§ What you are asked to do
Every line from the line containing "on the lamp" through the final line below is to be repeated exactly; no other line is.

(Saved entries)
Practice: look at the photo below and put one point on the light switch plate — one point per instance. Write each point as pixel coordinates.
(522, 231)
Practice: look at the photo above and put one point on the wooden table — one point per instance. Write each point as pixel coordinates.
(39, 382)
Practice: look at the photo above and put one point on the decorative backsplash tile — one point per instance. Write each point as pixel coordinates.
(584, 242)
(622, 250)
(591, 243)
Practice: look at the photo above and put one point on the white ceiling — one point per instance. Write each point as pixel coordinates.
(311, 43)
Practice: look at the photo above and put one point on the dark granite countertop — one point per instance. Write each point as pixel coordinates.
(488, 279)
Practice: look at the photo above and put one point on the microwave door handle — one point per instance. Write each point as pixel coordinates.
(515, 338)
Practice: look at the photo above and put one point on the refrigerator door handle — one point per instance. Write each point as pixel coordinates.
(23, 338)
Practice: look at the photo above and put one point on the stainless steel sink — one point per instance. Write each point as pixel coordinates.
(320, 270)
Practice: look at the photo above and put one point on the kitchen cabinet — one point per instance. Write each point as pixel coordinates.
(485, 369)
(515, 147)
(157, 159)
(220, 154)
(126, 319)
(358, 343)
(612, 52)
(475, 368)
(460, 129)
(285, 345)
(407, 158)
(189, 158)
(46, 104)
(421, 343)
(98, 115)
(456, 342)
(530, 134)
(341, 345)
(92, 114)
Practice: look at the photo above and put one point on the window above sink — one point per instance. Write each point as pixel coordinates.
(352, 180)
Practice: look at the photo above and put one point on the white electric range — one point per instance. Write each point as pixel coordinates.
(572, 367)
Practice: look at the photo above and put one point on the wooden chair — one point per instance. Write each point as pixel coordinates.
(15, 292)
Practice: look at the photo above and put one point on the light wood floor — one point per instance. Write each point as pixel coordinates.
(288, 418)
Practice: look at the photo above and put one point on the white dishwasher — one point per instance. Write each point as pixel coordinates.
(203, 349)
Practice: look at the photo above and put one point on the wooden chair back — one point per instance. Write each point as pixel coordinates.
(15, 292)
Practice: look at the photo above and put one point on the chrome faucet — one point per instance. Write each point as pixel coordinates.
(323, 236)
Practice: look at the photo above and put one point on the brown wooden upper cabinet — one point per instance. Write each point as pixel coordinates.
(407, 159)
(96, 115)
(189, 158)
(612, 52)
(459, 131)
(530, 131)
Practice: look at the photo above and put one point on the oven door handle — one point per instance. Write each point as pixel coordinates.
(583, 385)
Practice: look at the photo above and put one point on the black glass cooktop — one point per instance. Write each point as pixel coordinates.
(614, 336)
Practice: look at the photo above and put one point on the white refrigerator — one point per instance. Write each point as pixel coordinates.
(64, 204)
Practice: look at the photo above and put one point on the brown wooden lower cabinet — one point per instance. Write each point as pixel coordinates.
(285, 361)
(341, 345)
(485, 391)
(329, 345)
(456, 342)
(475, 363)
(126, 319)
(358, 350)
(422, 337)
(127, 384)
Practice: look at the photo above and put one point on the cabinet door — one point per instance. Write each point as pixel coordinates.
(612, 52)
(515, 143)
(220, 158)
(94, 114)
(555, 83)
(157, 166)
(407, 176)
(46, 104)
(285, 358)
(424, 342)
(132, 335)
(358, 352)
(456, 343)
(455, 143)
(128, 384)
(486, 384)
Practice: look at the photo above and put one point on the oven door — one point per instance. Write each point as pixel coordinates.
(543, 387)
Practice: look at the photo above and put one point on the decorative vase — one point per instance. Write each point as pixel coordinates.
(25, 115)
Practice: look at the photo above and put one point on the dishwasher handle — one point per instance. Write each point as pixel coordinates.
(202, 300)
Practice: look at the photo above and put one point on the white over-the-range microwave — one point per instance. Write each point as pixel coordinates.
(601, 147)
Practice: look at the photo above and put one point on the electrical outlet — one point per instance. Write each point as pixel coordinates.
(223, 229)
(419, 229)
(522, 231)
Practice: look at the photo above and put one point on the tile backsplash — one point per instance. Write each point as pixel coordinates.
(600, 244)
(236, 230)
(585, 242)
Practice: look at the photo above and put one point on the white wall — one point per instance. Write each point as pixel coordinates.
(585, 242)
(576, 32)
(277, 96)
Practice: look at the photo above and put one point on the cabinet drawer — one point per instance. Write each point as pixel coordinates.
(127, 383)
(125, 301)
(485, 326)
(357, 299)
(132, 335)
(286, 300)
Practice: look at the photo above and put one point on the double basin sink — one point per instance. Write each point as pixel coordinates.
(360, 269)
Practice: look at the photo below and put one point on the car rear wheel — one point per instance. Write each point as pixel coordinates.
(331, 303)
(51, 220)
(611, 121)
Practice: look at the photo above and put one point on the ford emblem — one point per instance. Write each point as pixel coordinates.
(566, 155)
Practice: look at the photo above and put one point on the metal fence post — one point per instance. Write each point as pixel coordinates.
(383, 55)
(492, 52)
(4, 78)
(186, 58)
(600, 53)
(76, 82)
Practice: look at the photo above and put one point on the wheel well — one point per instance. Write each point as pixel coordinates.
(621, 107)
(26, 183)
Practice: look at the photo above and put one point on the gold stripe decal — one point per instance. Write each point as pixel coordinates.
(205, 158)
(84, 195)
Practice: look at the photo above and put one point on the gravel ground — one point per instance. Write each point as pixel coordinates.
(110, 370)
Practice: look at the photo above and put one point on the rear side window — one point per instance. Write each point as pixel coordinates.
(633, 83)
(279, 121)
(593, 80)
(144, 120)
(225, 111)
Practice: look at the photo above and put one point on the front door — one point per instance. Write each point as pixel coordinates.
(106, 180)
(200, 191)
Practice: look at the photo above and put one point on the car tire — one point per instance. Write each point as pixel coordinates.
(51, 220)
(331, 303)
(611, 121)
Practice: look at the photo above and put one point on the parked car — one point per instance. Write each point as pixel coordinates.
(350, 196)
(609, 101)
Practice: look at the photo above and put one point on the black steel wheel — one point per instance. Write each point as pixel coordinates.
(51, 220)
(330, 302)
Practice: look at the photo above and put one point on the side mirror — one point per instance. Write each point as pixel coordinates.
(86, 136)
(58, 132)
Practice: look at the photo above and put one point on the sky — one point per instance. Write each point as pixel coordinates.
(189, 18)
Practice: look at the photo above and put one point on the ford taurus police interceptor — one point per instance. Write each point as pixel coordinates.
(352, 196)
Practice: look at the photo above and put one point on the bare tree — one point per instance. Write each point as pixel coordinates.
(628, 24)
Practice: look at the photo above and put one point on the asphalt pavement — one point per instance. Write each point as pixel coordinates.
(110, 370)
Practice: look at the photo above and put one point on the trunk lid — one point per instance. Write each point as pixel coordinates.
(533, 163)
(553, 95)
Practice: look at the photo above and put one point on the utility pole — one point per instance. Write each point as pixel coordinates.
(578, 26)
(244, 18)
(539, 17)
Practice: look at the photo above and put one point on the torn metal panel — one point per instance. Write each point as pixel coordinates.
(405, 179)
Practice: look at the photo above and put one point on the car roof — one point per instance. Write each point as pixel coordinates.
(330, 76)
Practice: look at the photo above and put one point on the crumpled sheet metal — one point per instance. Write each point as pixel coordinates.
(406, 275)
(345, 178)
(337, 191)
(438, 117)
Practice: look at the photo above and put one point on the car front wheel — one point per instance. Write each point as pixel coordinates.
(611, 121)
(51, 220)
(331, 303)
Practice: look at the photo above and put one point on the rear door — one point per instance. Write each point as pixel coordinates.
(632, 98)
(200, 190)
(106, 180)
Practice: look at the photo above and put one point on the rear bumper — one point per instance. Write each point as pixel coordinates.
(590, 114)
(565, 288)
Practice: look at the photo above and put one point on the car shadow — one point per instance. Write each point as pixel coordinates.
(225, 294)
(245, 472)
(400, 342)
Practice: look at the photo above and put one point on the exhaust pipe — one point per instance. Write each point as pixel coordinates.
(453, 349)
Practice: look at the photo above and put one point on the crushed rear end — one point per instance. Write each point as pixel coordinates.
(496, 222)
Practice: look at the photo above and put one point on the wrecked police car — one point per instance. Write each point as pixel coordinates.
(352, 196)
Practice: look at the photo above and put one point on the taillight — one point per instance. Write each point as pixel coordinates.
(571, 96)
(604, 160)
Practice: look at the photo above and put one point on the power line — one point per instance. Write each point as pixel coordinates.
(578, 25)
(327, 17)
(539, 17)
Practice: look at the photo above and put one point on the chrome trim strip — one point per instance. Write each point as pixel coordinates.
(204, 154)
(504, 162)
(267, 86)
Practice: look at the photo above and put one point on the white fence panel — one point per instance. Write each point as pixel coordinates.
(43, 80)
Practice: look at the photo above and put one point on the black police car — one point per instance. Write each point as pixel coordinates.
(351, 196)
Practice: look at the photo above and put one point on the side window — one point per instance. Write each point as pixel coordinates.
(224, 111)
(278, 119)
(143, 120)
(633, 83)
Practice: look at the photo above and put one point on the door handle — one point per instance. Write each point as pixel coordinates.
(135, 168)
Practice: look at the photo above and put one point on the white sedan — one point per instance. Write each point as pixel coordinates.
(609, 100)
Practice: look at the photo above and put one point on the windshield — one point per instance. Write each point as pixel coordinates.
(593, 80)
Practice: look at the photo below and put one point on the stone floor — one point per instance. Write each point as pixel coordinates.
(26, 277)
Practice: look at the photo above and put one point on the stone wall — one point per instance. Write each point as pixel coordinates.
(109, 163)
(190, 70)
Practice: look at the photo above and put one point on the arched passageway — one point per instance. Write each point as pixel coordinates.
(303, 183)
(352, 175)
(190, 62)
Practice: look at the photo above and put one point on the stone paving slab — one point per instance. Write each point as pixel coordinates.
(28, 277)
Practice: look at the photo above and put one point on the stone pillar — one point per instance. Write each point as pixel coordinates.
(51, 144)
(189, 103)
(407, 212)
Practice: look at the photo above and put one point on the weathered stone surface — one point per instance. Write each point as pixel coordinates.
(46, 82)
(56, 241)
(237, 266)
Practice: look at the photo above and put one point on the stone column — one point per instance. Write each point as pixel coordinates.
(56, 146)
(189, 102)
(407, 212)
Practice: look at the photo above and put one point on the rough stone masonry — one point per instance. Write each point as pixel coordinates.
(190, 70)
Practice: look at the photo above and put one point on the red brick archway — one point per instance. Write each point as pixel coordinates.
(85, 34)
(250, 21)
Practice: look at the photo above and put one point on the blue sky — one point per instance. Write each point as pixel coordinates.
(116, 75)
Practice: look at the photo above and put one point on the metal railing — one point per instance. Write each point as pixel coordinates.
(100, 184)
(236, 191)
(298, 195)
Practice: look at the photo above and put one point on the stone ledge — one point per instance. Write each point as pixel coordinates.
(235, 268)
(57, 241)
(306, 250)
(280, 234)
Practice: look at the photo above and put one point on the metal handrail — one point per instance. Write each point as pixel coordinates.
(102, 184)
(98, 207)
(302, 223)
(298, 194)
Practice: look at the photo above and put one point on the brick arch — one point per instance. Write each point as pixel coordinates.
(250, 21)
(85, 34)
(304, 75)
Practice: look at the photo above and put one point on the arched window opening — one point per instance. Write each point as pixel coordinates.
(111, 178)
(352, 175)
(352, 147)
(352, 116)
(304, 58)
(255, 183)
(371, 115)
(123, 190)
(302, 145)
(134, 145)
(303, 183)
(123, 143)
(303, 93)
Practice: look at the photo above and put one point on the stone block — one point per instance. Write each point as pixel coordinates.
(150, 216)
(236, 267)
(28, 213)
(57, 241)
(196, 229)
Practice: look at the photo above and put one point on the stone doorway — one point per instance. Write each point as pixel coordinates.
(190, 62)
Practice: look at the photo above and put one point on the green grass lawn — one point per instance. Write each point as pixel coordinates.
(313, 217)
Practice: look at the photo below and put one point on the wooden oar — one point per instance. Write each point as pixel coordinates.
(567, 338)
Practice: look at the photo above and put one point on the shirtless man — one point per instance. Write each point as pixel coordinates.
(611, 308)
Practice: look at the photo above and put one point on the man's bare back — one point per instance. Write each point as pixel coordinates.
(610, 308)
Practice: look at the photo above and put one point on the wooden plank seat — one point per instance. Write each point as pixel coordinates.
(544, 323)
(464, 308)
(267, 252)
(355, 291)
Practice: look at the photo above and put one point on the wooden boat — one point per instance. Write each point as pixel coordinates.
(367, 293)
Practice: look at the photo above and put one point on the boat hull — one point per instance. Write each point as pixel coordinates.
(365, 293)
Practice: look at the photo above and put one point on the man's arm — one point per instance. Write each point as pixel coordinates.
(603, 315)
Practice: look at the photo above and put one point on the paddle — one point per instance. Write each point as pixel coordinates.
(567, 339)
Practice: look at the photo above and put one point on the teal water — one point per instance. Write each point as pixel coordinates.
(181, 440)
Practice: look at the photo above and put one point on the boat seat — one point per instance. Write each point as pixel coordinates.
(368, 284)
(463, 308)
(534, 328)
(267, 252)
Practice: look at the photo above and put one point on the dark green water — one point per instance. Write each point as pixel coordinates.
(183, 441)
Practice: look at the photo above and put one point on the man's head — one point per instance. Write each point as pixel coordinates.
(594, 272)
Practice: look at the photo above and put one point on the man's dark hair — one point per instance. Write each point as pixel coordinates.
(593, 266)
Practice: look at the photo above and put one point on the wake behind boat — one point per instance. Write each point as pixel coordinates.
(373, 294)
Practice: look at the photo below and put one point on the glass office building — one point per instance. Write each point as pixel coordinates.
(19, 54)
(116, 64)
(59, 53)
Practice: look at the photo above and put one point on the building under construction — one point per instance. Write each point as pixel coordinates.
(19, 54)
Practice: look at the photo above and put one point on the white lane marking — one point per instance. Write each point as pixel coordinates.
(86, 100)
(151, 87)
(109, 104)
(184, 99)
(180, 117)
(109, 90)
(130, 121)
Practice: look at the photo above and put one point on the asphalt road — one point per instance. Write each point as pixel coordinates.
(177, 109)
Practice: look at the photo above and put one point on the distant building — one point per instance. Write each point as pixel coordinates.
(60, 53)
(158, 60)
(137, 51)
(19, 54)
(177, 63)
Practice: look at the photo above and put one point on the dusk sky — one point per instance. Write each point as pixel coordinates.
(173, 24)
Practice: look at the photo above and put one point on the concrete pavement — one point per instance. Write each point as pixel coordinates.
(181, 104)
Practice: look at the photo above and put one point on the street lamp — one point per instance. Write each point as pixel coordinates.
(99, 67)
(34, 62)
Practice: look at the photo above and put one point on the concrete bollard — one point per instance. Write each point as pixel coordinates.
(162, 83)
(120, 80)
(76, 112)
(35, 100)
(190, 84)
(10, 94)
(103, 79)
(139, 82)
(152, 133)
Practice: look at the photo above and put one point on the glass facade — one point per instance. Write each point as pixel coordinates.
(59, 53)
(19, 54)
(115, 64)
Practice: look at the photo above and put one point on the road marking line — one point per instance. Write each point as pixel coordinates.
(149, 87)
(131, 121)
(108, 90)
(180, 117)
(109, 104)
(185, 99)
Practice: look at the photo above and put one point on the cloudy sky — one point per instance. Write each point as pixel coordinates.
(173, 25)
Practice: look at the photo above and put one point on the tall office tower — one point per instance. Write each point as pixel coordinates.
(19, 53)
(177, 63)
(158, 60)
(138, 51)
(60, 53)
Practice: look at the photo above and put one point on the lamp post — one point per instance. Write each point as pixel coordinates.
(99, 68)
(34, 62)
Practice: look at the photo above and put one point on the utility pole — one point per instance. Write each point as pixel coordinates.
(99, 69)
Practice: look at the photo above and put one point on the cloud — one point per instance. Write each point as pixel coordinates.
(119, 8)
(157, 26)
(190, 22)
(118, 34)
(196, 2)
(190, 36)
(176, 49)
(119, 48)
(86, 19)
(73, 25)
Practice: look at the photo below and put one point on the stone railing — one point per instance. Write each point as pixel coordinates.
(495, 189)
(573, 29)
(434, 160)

§ The reply
Practice: look at the photo above and put one point on the lamp post — one point per instance. Write each point as pixel coordinates.
(99, 68)
(34, 62)
Practice: look at the photo above and put one point on the utility pole — one point per instance. Write each point as pixel coordinates.
(99, 69)
Practice: look at the photo above and put one point on the cloud — one point per instance. Write each point as pixel coordinates.
(119, 8)
(157, 26)
(190, 22)
(118, 34)
(196, 2)
(190, 36)
(176, 49)
(119, 48)
(86, 19)
(73, 25)
Practice: look at the photo below and put one point on the stone railing — one point per instance. Write each point as pixel coordinates.
(495, 189)
(573, 29)
(434, 160)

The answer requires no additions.